● Given request
Copy the following lines verbatim, reproducing each one character for character.

++++++++++

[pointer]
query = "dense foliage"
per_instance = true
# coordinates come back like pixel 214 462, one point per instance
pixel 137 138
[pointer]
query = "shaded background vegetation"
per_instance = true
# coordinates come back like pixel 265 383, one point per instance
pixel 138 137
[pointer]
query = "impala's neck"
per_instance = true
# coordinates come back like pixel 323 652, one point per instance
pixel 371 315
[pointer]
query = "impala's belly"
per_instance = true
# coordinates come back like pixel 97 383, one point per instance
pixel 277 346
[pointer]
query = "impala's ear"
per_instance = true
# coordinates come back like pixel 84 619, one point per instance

++++++++++

● Full solution
[pointer]
query = "dense foliage"
per_instance = true
# coordinates come back like pixel 214 462, one point per instance
pixel 137 138
[pointer]
query = "shaded background vegetation"
per_instance = true
# coordinates come back like pixel 265 383, one point per instance
pixel 138 137
[pointer]
query = "impala's neck"
per_instance = true
# coordinates come back like pixel 323 652, one point per instance
pixel 371 315
[pointer]
query = "impala's belly"
per_instance = true
# coordinates come back like pixel 97 383, one point per instance
pixel 277 346
[pointer]
query = "impala's ear"
per_instance = true
# coordinates come back like pixel 84 619, one point per instance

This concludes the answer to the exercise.